Aim of the task:
Rescale the items from the start through the line holding "[83,70,149,213]", inclusive, by reproducing those lines with their requests and multiplying every bounding-box coordinate in the answers by 1.9, rounding to whole numbers with halves rounded up. Leave the pictures out and keep all other text unchanged.

:: Supplied entries ::

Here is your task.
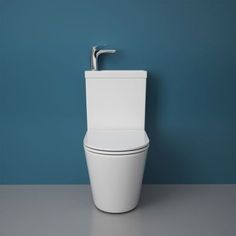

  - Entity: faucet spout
[90,46,116,70]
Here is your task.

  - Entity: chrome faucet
[90,46,116,70]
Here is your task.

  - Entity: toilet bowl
[84,130,149,213]
[84,70,149,213]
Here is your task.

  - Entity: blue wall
[0,0,236,184]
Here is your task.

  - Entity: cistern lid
[84,130,149,152]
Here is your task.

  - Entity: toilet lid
[84,130,149,152]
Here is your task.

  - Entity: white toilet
[84,70,149,213]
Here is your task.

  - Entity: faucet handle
[91,46,116,70]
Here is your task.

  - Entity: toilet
[83,70,149,213]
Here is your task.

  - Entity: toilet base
[85,147,147,213]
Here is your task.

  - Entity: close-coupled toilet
[84,47,149,213]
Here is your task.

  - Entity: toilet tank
[85,70,147,130]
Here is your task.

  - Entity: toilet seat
[84,130,149,155]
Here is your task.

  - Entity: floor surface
[0,185,236,236]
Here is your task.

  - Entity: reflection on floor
[0,185,236,236]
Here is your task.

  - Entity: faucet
[90,46,116,70]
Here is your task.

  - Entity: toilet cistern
[90,46,116,70]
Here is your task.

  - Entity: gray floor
[0,185,236,236]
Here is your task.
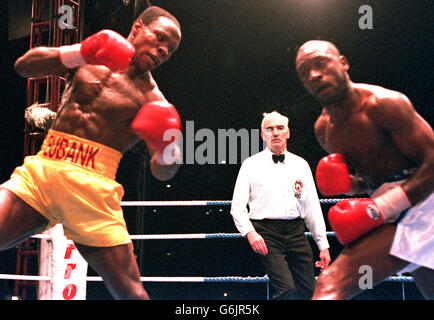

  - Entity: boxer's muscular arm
[369,93,434,205]
[15,30,135,78]
[15,47,68,78]
[314,114,370,196]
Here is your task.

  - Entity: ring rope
[32,231,335,240]
[121,199,347,207]
[0,274,414,283]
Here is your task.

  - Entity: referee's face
[261,118,289,154]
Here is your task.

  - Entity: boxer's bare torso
[315,84,419,186]
[53,65,165,153]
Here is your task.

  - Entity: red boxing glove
[59,30,136,70]
[328,199,384,245]
[316,153,351,196]
[131,101,182,164]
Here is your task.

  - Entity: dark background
[0,0,434,299]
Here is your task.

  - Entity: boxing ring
[0,199,414,300]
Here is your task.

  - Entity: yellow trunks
[1,130,131,247]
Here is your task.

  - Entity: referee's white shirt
[231,148,329,250]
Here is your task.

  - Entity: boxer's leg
[75,243,149,300]
[411,267,434,300]
[312,224,408,300]
[0,188,48,250]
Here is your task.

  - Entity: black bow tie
[272,154,285,163]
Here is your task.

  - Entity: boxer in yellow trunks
[2,130,131,247]
[0,6,181,299]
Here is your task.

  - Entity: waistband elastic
[38,129,122,179]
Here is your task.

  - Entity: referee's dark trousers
[251,218,315,300]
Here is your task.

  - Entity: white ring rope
[11,199,414,283]
[121,199,346,207]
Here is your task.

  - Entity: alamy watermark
[163,120,266,165]
[359,4,374,30]
[57,4,74,29]
[359,265,374,290]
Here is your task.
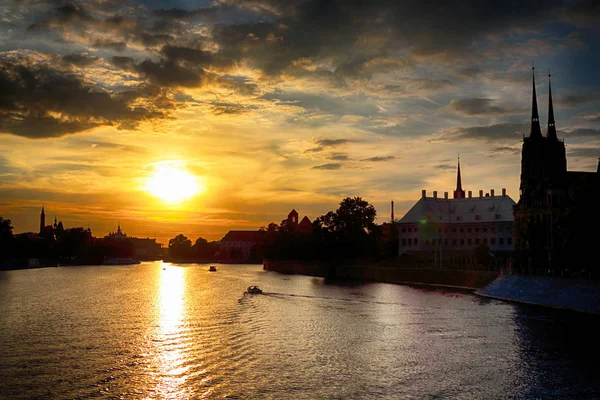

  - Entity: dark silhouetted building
[514,69,600,269]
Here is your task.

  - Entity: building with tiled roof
[514,69,600,273]
[397,161,515,259]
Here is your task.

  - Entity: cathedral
[514,68,600,271]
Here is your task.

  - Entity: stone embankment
[475,275,600,315]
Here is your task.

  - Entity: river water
[0,262,600,399]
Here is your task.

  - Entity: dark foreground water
[0,262,600,399]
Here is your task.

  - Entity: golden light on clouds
[144,163,206,204]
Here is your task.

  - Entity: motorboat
[104,257,140,265]
[247,286,262,294]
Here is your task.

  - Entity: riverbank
[263,260,499,290]
[475,275,600,315]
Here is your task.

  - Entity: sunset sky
[0,0,600,243]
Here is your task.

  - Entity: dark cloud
[111,56,135,70]
[154,6,223,20]
[329,153,349,161]
[69,138,146,154]
[139,32,176,47]
[304,146,323,153]
[448,98,524,116]
[312,164,342,170]
[0,60,172,138]
[135,59,204,87]
[490,146,521,155]
[161,45,235,70]
[360,156,396,162]
[434,164,456,171]
[210,0,561,77]
[62,53,98,67]
[434,122,529,142]
[567,147,600,158]
[558,128,600,139]
[93,39,127,52]
[563,0,600,28]
[262,90,379,117]
[556,91,600,108]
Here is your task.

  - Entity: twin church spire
[529,67,558,140]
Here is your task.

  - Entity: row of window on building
[402,226,510,233]
[402,237,512,247]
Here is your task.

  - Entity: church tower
[454,157,465,199]
[546,74,558,141]
[529,67,542,139]
[40,206,46,233]
[288,209,298,227]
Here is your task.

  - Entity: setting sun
[145,165,205,203]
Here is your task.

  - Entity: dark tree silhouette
[169,234,192,258]
[192,237,219,260]
[0,217,14,258]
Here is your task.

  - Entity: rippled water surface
[0,262,600,399]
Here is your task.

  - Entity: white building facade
[398,162,515,259]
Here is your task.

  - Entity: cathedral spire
[454,156,465,199]
[456,156,462,191]
[529,67,542,137]
[40,206,46,233]
[546,74,558,140]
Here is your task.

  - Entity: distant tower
[546,74,558,141]
[288,209,298,227]
[454,156,465,199]
[529,67,542,138]
[40,206,46,233]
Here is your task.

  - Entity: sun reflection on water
[154,264,189,399]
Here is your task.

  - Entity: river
[0,262,600,399]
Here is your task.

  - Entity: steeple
[454,156,465,199]
[529,67,542,138]
[546,74,558,140]
[40,206,46,233]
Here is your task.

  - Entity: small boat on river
[104,257,140,265]
[247,286,262,294]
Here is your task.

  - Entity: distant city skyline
[0,0,600,244]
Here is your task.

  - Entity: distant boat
[104,257,141,265]
[247,286,262,294]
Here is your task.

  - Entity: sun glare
[145,165,205,203]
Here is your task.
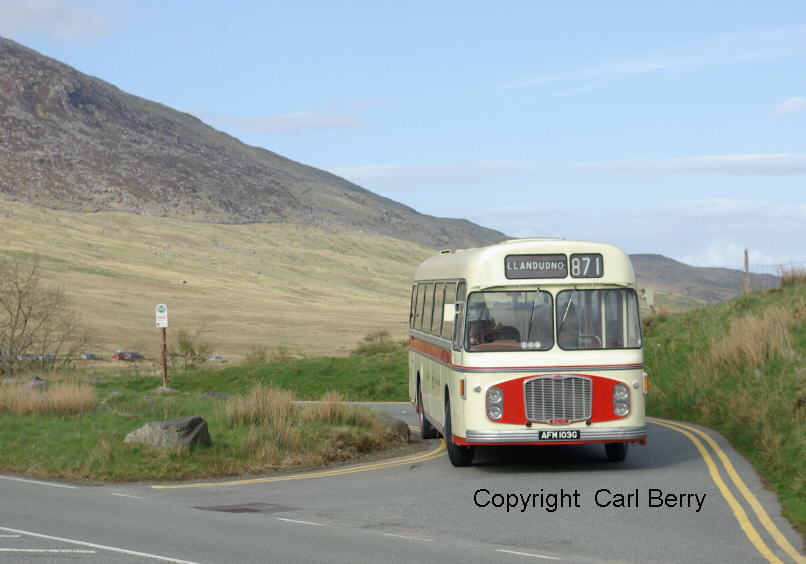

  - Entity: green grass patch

:::

Final result:
Here is your task.

  - Entity: faucet spout
[171,87,220,133]
Here is your task.

  - Entity: chrome faucet
[171,87,220,133]
Here is your task.

  - Entity: toilet bowl
[160,247,283,405]
[160,133,283,405]
Here is your task.

  - Entity: blue wall
[0,0,448,350]
Here is your task.

  - Entity: cistern lid
[160,247,283,289]
Here is your task.

  - Entity: toilet lid
[160,247,283,289]
Here is your task.

  - Entity: white toilet
[160,133,283,405]
Here is your task.

  - Entity: faucet handle
[173,87,220,133]
Here is your task.

  - Entity: toilet
[158,133,283,405]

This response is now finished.